*Stated problem*. Render every line of the material below as a JSON list of strings, one string per line, skipping blank lines. Leave the picture out of your answer.
— Start of Material to process —
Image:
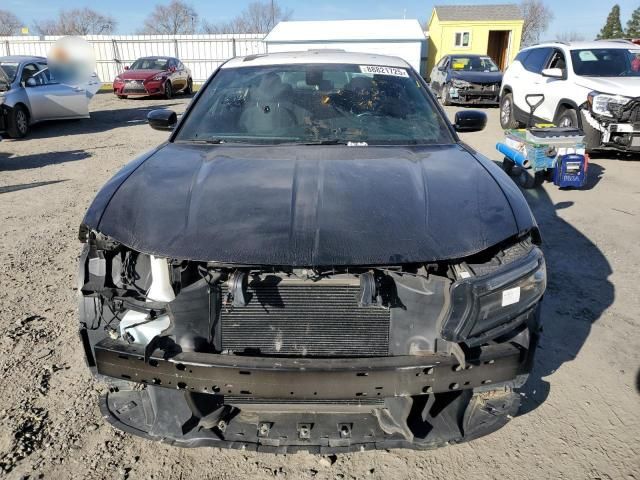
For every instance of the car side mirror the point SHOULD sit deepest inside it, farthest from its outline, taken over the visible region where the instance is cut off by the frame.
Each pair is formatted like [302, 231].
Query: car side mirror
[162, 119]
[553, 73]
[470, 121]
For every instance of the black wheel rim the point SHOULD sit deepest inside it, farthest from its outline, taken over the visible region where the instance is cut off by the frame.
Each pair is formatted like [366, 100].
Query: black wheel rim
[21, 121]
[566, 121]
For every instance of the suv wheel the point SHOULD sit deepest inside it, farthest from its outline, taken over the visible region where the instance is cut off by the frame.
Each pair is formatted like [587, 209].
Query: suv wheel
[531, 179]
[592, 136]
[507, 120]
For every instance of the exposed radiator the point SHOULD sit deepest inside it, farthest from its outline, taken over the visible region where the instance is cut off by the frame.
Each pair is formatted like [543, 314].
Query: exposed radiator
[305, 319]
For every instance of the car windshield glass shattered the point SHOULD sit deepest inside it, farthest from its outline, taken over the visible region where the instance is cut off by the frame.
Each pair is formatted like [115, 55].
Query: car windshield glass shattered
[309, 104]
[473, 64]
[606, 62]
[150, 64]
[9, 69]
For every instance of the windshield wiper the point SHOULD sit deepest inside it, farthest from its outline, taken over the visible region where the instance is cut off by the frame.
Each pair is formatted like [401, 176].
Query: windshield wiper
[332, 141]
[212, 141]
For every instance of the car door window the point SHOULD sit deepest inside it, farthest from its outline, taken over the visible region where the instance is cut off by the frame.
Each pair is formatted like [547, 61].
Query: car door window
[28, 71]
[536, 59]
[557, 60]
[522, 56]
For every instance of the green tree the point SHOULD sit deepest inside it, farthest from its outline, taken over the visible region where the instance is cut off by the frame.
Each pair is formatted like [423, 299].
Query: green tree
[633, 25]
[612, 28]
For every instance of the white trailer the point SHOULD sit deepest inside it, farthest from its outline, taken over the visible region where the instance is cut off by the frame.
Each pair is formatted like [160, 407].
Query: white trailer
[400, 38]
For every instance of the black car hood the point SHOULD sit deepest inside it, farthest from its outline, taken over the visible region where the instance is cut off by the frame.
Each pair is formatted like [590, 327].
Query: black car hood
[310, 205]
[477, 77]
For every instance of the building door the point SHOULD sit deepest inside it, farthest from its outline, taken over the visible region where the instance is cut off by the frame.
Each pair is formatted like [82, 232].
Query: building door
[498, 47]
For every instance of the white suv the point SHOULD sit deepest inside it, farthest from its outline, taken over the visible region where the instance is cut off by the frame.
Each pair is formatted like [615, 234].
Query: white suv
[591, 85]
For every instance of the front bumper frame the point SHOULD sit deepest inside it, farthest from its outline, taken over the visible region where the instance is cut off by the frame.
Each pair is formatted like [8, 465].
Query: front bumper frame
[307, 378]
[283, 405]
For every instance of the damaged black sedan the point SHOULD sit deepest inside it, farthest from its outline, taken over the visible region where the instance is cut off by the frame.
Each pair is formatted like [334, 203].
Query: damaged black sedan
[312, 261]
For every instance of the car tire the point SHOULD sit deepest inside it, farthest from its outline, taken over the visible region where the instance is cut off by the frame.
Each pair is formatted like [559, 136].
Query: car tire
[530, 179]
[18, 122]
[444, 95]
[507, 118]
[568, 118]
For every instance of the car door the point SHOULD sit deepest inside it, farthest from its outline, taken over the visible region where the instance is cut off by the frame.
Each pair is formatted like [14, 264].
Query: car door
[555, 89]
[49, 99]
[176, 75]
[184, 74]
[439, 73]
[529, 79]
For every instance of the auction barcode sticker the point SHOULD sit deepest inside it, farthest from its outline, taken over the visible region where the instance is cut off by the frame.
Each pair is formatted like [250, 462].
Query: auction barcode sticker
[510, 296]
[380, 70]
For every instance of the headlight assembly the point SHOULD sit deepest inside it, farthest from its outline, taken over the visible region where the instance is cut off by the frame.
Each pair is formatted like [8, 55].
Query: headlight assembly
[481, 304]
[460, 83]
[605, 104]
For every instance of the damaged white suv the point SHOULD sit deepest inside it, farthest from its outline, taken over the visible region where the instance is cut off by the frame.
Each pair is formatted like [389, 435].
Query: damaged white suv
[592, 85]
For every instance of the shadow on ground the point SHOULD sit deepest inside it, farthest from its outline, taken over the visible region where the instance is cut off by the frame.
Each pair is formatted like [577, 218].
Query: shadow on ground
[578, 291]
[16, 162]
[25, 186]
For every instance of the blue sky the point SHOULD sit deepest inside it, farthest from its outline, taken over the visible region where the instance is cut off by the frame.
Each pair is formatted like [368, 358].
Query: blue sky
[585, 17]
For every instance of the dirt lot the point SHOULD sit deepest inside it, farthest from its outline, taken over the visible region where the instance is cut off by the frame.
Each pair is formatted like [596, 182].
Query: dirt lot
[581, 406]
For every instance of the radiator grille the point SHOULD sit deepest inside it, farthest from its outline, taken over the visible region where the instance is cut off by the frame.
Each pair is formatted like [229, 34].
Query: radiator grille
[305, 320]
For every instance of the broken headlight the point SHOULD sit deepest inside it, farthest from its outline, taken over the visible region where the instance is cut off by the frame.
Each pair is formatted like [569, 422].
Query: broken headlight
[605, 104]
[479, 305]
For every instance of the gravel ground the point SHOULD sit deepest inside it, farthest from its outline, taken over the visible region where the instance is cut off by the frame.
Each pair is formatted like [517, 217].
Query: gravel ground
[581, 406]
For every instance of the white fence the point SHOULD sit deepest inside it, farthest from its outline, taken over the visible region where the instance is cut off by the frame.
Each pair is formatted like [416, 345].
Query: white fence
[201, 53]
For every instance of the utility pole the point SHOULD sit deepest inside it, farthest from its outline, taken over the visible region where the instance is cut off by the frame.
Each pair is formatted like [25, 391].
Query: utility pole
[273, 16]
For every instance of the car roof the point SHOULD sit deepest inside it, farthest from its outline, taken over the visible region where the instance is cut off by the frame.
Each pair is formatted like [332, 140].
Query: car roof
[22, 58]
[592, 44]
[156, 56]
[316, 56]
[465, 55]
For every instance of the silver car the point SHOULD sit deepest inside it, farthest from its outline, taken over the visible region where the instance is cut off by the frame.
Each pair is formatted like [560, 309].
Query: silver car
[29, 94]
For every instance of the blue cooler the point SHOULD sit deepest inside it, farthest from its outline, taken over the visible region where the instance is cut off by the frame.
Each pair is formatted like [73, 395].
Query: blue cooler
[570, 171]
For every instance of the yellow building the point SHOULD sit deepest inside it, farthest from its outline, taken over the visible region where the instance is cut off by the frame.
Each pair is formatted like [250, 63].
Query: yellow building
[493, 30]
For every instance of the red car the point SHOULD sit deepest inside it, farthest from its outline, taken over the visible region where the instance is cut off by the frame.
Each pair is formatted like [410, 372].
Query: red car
— End of Material to process —
*Exercise solution*.
[
  "Image:",
  "For every instance of the car side mirror the point SHOULD sit deepest inside it, farthest from its outline, taken over the visible region where the instance is cut off by the frame.",
  "Each pair is formatted like [302, 231].",
  "Query: car side mirror",
  "[162, 119]",
  "[553, 73]",
  "[470, 121]",
  "For every instance of the black wheel rim the point SHOULD sit deepest inside it, farthest from its outline, taken over the visible region where the instance is cut off by the frame.",
  "Each pair is formatted like [366, 100].",
  "Query: black wheel rim",
  "[21, 121]",
  "[566, 121]",
  "For every instance of the suv wheel the point SHOULD sit deepest inside it, farthest from its outline, taken over the visible region where the instance is cut off by the frame.",
  "Each pair is formatted like [587, 209].",
  "Query: suv wheel",
  "[531, 179]",
  "[592, 136]",
  "[507, 120]",
  "For every instance of the exposed radiator the point SHOULD sit deepest inside it, farthest from its outline, taken over the visible region where the instance is cut off by the frame.",
  "Each pair is formatted like [543, 314].",
  "Query: exposed radiator",
  "[305, 319]",
  "For every instance of the car windshield glass shattered the point SHOULD sit deepest inside it, farthest from its outline, taken over the visible region where the instance is cut off by the frame.",
  "Each pair is formatted like [115, 55].",
  "Query: car windshield glass shattered",
  "[309, 104]",
  "[473, 64]",
  "[606, 62]",
  "[150, 64]",
  "[9, 69]",
  "For every instance of the windshield wiper the point SHOULD sit deepest inside it, farthest from its outline, taken over the visible region where the instance is cut off by the frame.",
  "Each pair is formatted like [401, 176].",
  "Query: windshield wiper",
  "[332, 141]",
  "[212, 141]",
  "For every instance of the car door window the point SHOULD sit deepest inside it, farthest from its outline, taken over the visible region where the instance is cut off by the frame.",
  "Each pair is formatted like [547, 61].",
  "Query: car door window",
  "[28, 71]",
  "[536, 59]",
  "[557, 60]",
  "[522, 56]",
  "For every instance of the green tree the point SHOULD sit deepest inside it, farthest from its outline, taken over the visible region where the instance is cut off by the frame.",
  "Each pair is formatted like [423, 299].",
  "Query: green tree",
  "[633, 25]",
  "[612, 28]",
  "For every instance of the white trailer the point SHOULD sit deepest inside it, farthest from its outline, taken over the visible region where the instance is cut off by the frame.",
  "Each pair is formatted like [160, 407].",
  "Query: white trailer",
  "[400, 38]",
  "For every instance of the black car hood the point SHOULD sit deepest inside it, farthest from its outline, taken over the visible region where the instance is cut off by the frame.",
  "Each pair is formatted like [590, 327].",
  "Query: black car hood",
  "[310, 205]",
  "[477, 77]",
  "For every instance of the building door the point SHOULD sit deepest inside it, farthest from its outline, taken over the visible region where the instance is cut off by the frame.",
  "Each pair is formatted like [82, 232].",
  "Query: building door",
  "[498, 47]",
  "For every instance of the white suv the point SHOULD sit deepest inside it, farthest from its outline, taken over the visible region where the instance is cut off by the frame.",
  "Each pair is formatted like [615, 234].",
  "Query: white suv",
  "[591, 85]",
  "For every instance of the front bumper frame the point SHOULD sit deepest inside it, farthest from its outline, taken over the visible region where the instance is cut off by the frame.",
  "Each pair is formatted like [8, 465].",
  "Query: front bumper frame",
  "[307, 378]",
  "[283, 405]",
  "For every instance of the damaged black sedan the point SHOULD sit deepest inside it, farthest from its outline, taken over the visible region where the instance is cut off by the frame.",
  "Each pair is formatted like [334, 203].",
  "Query: damaged black sedan",
  "[312, 261]",
  "For every instance of the car tire the point SHOULD sit deepest inside it, farthest from its outline, taken over the visible region where the instance is cut off by the frame.",
  "Each pair is formatted like [559, 136].",
  "Query: car tire",
  "[530, 179]",
  "[18, 122]",
  "[444, 95]",
  "[507, 118]",
  "[568, 118]",
  "For every instance of the car door the point SHOULD sit deepest inside it, farthest from its outline, taken over the visible region where the instance is cut off by the frame.",
  "Each pair is formatted like [14, 264].",
  "Query: car door",
  "[555, 89]",
  "[49, 99]",
  "[176, 75]",
  "[184, 74]",
  "[439, 73]",
  "[529, 79]",
  "For every instance of the auction barcode sticker the point SHOULD sit deepest inside it, farthest from its outline, taken over the visible region where the instance is cut off by the frame.",
  "Each pair is formatted like [250, 462].",
  "Query: auction barcode sticker",
  "[510, 296]",
  "[380, 70]",
  "For every instance of the headlight assembly the point SHOULD sit deepest inside it, farthest from its outline, taken over the visible region where the instance is cut off by the frame.",
  "Each pair is formatted like [8, 55].",
  "Query: headlight assembly",
  "[481, 304]",
  "[460, 83]",
  "[605, 104]",
  "For every instance of the damaged white suv the point SHOULD sit deepest inside it, farthest from its outline, taken over the visible region where the instance is cut off by the frame.",
  "Each pair is formatted like [389, 435].",
  "Query: damaged white suv",
  "[592, 85]",
  "For every instance of the shadow on ground the point SHOULD sit deepest inside it, farthest from its outline, taken over the visible region where the instance is cut off by the frame.",
  "Each pair is formatted like [577, 218].",
  "Query: shadow on ground",
  "[578, 291]",
  "[16, 162]",
  "[25, 186]",
  "For every instance of the blue sky the point SHOULD sit deepest inside it, farthest from its outline, taken over the visible region where the instance is cut off by the frame.",
  "Each pair is formatted like [368, 358].",
  "Query: blue sky",
  "[585, 17]",
  "For every instance of the dirt lot the point SHOULD sit deepest inside it, farthest from its outline, taken over the visible region where the instance is cut off by the frame.",
  "Each pair is formatted like [596, 182].",
  "Query: dirt lot",
  "[581, 406]",
  "For every instance of the radiator grille the point SHOULD sit deepest inside it, farthest from its outline, taken over the visible region where the instance is cut off by the frame.",
  "Each pair is formatted like [229, 34].",
  "Query: radiator grille",
  "[305, 320]",
  "For every instance of the broken headlight the point SHOULD sit deepest inside it, farthest from its outline, taken over the visible region where the instance is cut off by the frame.",
  "Each pair is formatted like [569, 422].",
  "Query: broken headlight",
  "[605, 104]",
  "[479, 305]",
  "For every instance of the gravel ground the point SHOULD sit deepest inside it, farthest from its outline, taken over the visible region where the instance is cut off by the frame.",
  "Each pair is formatted like [517, 217].",
  "Query: gravel ground",
  "[581, 406]",
  "For every instance of the white fence the point SHOULD sit deepest inside it, farthest from its outline, taken over the visible region where the instance is cut off by the frame.",
  "Each pair is formatted like [416, 345].",
  "Query: white fence",
  "[201, 53]",
  "For every instance of the utility pole the point SHOULD sit deepest inside it, farthest from its outline, taken over the visible region where the instance is cut off by the frame.",
  "Each pair is formatted like [25, 391].",
  "Query: utility pole",
  "[273, 16]",
  "For every instance of the car roof the point SHOULD sit deepest inside it, farthest from its outline, taken over the visible region where the instance is cut off by the frame.",
  "Each pair is formatted like [332, 140].",
  "Query: car roof",
  "[22, 58]",
  "[592, 44]",
  "[156, 56]",
  "[316, 56]",
  "[465, 55]",
  "For every instance of the silver car the point SHOULD sit deepest inside it, farthest from its outline, taken over the visible region where the instance is cut off by the frame.",
  "Each pair is formatted like [560, 309].",
  "Query: silver car",
  "[29, 94]",
  "For every instance of the blue cooler the point SHOULD sit deepest inside it, farthest from its outline, taken over the visible region where the instance is cut off by the frame.",
  "Each pair is formatted like [73, 395].",
  "Query: blue cooler",
  "[570, 171]",
  "For every instance of the yellow building the point SHOULD sit deepest inside it, farthest from its outline, taken over the visible region where the instance is cut off by the frame.",
  "Each pair is formatted like [250, 63].",
  "Query: yellow building",
  "[493, 30]",
  "For every instance of the red car the point SHOULD sit deepest inside it, farthest from its outline, taken over the visible region where the instance is cut off by the frame.",
  "Each pair is formatted like [410, 372].",
  "Query: red car"
]